:: Page text ::

Just over a week into the Olympics, most of those watching the events have had at least one moment of awe about the feats of athleticism on display. We all know that competing at the Olympics is the end product of years of training, but how much fuel do elite athletes need?
The energy needs of athletes vary depending on their overall body composition and performance goals, as well as day-to-day training type, duration and intensity. This means energy intake is the one dietary factor that tends to differ most between sports.
An artistic gymnast, for instance, needs to be relatively light but muscular – to work against gravity and perform aerial twists. In Olympic weightlifting, weight categories for competition range from 48kg for women to 105kg-plus for men. This wide range in weight and size results in large differences in the amount of fuel that individual sportspeople need.
In endurance sports, such as marathon, triathlon, road cycling and the longer distances in swimming, the amount of training and competition can result in estimated energy requirements in excess of 20 MJ/day.
That’s about the equivalent of approximately eight slices of bread; two cups of porridge; six pieces of fruit; 200g cooked steak and 200g cooked chicken; two cups cooked rice; two large potatoes; five cups of green and yellow vegetables; 30g nuts; 60g cheese; and 1.5L of milk.
Training programs typically vary in duration, intensity and volume over a competition cycle, and this “periodisation” changes the amount of energy needed.
Athletes who chronically restrict food intake (to stay lean, for instance, or to “weigh in” for events) are more likely to experience fatigue, nutrient deficiencies and loss of lean mass and strength. They also risk developing longer-term health issues, such as impaired cardiovascular and bone health, as well as decreased immunity.
The International Olympic Committee has produced a consensus statement on the risks of relative energy deficiency in sport in response to these detrimental effects to help make athletes and coaches aware of this important issue.
How much to eat
But what about the composition of athletes’ diet? Is it more important to get protein or carbs?
Athletes need more protein than sedentary people and recommended requirements are approximately 1.2 to 2g protein per kilogram of body weight per day. So for a rower weighing about 85kg this could be up to 170g of protein a day.
We usually teach athletes about servings of different foods that contain 10g of protein, such as two small eggs; 30g reduced fat cheese; 50g grilled fish; 200g reduced fat yoghurt; four slices of bread; and 35g lean beef or lamb. The protein requirements for athletes are easily achieved as most people in developed countries typically eat close to this amount of protein each day.
Carbohydrate requirements vary depending on the training type, intensity and volume. Most athletes need between three and seven grams per kg of body weight every day.
Endurance athletes, who may be training or competing three or more hours a day, are generally recommended to consume between 6-10g of carbohydrate per kg body weight every day. But this can go up to 12g per kg body weight during more extreme, strenuous training or competition (more than five hours a day).

:::
:: Dataset excerpts ::

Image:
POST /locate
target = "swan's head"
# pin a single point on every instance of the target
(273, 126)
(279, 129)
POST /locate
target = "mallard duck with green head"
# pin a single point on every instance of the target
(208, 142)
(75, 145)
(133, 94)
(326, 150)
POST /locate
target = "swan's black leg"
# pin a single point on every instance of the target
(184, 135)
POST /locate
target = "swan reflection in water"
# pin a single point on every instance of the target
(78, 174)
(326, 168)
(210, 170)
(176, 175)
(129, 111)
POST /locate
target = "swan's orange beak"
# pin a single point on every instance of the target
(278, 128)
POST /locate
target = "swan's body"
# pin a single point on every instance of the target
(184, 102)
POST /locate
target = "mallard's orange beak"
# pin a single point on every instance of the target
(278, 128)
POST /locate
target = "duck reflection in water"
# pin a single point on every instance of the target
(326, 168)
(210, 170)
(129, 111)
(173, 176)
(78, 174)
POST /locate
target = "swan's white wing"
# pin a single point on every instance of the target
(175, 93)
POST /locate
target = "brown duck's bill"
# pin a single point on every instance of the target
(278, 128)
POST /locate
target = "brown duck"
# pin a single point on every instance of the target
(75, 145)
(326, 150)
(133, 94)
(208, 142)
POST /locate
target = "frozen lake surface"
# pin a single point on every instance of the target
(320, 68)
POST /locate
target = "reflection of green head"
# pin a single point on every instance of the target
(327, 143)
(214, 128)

:::
:: Dataset excerpts ::

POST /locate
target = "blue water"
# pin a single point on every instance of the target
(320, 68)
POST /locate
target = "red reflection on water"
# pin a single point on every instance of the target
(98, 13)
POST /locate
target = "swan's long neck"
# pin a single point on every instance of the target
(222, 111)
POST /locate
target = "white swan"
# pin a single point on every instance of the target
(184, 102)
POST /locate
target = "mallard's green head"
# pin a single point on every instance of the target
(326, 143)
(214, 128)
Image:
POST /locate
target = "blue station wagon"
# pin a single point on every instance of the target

:::

* _Tasks_:
1 > Answer these from the text on athletes' energy needs:
(a) What is the range of weight categories in Olympic weightlifting competition?
(b) How much protein per kilogram of body weight per day is recommended for athletes?
(c) How much carbohydrate per kilogram of body weight per day can endurance athletes need when training or competing more than five hours a day?
2 > Carry on the text about how much fuel elite athletes need, starting after its final sentence.

* _Numbered responses_:
1 >
(a) From 48kg for women to 105kg-plus for men.
(b) Approximately 1.2 to 2g.
(c) Up to 12g.

2 >
To support recovery, timing some protein and carbohydrate intake around training is beneficial.
Consuming around 20g of protein (often milk or dairy sources are used) in the immediate post-exercise period is beneficial for supporting increased synthesis or manufacture of protein. This can help athletes gain lean mass and strength.
More rapid restoration of muscle glycogen (the stored form of carbohydrate) can be supported by including 1 to 1.2g carbohydrate per kg per hour for the first four hours after intense (glycogen-depleting) exercise. It’s particularly important if there are repeated, strenuous training sessions over the day or there’s a need for fast recovery (during a strenuous week of repeated competition games or events, for instance).
Eating for gold
Athletes competing at the Rio Games, who are living in the Olympic village, eat at a temporary dining facility that can cater for 4,000 to 5,000 people in one seating. It’s open 24 hours a day and employs hundreds of managers, chefs and service staff.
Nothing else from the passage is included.